[Pointing dataset rows]
- - - -
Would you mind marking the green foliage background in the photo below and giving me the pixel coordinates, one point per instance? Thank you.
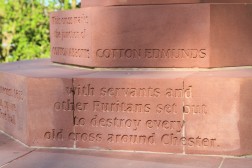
(24, 27)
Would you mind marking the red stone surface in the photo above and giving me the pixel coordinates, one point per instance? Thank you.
(199, 35)
(88, 3)
(171, 111)
(15, 155)
(28, 92)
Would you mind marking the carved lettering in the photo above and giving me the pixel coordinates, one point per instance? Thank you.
(151, 53)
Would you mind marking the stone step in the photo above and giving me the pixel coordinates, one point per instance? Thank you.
(154, 110)
(179, 35)
(90, 3)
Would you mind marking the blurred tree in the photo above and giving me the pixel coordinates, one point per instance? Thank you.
(1, 25)
(25, 28)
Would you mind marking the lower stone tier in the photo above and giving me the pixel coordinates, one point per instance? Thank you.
(174, 111)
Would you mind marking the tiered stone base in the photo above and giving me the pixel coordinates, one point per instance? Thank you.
(169, 35)
(196, 111)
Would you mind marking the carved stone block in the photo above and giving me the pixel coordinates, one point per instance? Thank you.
(178, 35)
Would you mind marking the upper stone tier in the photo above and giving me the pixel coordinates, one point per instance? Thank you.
(168, 35)
(88, 3)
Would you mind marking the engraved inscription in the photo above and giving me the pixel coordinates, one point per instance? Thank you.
(70, 19)
(152, 116)
(151, 53)
(72, 52)
(8, 111)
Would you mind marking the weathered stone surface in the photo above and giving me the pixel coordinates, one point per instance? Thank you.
(28, 91)
(88, 3)
(174, 111)
(199, 35)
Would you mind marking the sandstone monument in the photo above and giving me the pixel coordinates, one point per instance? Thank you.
(149, 75)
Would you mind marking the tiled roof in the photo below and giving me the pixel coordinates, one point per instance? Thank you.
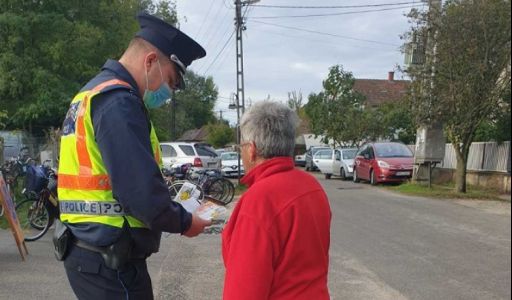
(194, 135)
(379, 91)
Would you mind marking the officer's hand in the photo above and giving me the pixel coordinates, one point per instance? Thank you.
(197, 226)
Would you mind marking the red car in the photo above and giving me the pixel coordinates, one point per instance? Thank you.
(383, 162)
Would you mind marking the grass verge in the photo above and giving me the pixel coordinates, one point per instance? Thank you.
(446, 191)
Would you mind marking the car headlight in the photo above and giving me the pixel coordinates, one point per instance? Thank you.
(383, 164)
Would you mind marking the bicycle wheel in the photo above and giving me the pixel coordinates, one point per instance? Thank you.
(35, 220)
(175, 187)
(215, 189)
(229, 191)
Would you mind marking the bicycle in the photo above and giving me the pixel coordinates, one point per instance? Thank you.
(213, 184)
(40, 208)
(11, 171)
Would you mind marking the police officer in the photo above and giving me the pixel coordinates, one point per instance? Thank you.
(112, 195)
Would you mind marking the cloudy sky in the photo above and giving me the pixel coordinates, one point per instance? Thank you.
(284, 51)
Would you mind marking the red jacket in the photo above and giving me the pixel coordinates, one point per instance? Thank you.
(276, 243)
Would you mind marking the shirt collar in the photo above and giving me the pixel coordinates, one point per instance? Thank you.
(120, 71)
(268, 168)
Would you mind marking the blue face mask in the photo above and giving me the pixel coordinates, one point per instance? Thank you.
(155, 99)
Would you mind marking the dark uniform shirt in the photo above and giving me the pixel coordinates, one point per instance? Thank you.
(122, 132)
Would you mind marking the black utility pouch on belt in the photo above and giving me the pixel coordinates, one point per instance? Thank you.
(116, 255)
(62, 240)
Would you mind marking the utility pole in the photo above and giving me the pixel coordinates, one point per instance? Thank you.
(173, 125)
(240, 86)
(236, 105)
(430, 141)
(240, 27)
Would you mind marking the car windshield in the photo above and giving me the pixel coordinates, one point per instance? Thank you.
(229, 156)
(349, 154)
(392, 150)
(205, 150)
(315, 150)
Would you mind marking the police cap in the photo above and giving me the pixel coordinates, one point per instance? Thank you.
(180, 48)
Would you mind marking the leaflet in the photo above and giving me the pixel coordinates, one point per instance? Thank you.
(188, 197)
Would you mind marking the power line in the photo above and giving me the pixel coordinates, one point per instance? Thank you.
(333, 6)
(227, 5)
(327, 42)
(219, 8)
(204, 20)
(336, 14)
(327, 34)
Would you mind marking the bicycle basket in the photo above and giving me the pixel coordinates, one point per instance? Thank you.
(36, 179)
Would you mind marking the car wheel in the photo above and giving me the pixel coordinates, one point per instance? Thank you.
(343, 174)
(355, 178)
(373, 180)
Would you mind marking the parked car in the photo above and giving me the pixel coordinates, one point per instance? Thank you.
(310, 165)
(199, 155)
(383, 162)
(229, 161)
(300, 160)
(339, 162)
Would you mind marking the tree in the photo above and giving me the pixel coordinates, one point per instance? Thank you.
(498, 128)
(337, 112)
(192, 108)
(464, 83)
(220, 134)
(49, 49)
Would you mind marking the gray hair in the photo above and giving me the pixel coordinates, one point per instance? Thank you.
(271, 126)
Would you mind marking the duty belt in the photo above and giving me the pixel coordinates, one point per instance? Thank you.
(95, 208)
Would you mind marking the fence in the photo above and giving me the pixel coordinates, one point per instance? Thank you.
(487, 156)
(39, 148)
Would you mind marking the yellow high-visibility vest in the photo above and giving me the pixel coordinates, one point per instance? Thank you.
(84, 189)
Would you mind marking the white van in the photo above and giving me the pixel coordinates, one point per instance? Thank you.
(337, 162)
(198, 154)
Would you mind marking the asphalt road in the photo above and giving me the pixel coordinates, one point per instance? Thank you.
(383, 246)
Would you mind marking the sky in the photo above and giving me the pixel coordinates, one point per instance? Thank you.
(285, 52)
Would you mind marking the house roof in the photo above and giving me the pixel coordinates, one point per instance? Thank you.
(379, 91)
(194, 135)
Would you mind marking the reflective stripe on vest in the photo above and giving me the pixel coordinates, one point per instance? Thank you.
(84, 189)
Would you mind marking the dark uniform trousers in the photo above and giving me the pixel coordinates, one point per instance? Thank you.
(91, 279)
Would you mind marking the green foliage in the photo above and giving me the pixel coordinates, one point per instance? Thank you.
(220, 134)
(3, 118)
(446, 191)
(337, 112)
(193, 108)
(470, 74)
(49, 49)
(499, 128)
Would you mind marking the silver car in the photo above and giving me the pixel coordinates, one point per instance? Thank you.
(229, 161)
(337, 162)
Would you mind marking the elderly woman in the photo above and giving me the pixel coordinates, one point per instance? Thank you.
(276, 244)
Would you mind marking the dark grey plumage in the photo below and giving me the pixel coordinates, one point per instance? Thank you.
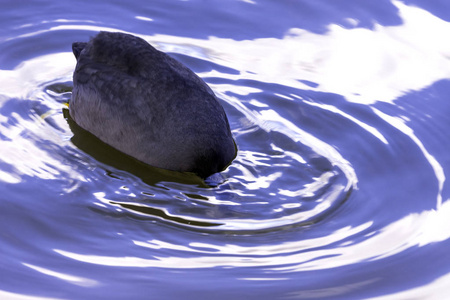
(148, 105)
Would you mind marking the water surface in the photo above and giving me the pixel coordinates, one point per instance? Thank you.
(338, 191)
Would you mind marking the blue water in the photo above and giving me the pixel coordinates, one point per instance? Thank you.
(340, 111)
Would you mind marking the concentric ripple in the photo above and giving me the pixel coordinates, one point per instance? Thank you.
(325, 199)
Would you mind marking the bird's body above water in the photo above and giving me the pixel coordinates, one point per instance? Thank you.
(149, 106)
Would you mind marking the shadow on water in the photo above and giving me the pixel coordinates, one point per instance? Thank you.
(110, 156)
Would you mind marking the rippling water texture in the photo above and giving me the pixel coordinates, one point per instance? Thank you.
- - - -
> _Job_
Retype the rows above word for word, beginning at the line that contains "Would you mind marking the blue water" and going on through the last row.

> _Full answer_
Would you mind marking the blue water in the photo above and giving me the pixel coordinates, one point per instance? Thank you.
(340, 111)
Would you mind marking the concentric ripple in the photo above and giving me the pixel coordinates, one point per instance? Thank you.
(325, 199)
Would you mind marking the bird's body above water in the photo above and giving me the pixel coordinates, one point per instance? Thank you.
(149, 106)
Would you mind marking the shadow on water in the photo above and giving me the pixel coordinates, one point per instance? Thank you.
(110, 156)
Would you mind marking the rippling water texture in the photo above and giving me the pixel coordinates, one point per instance? Thank you.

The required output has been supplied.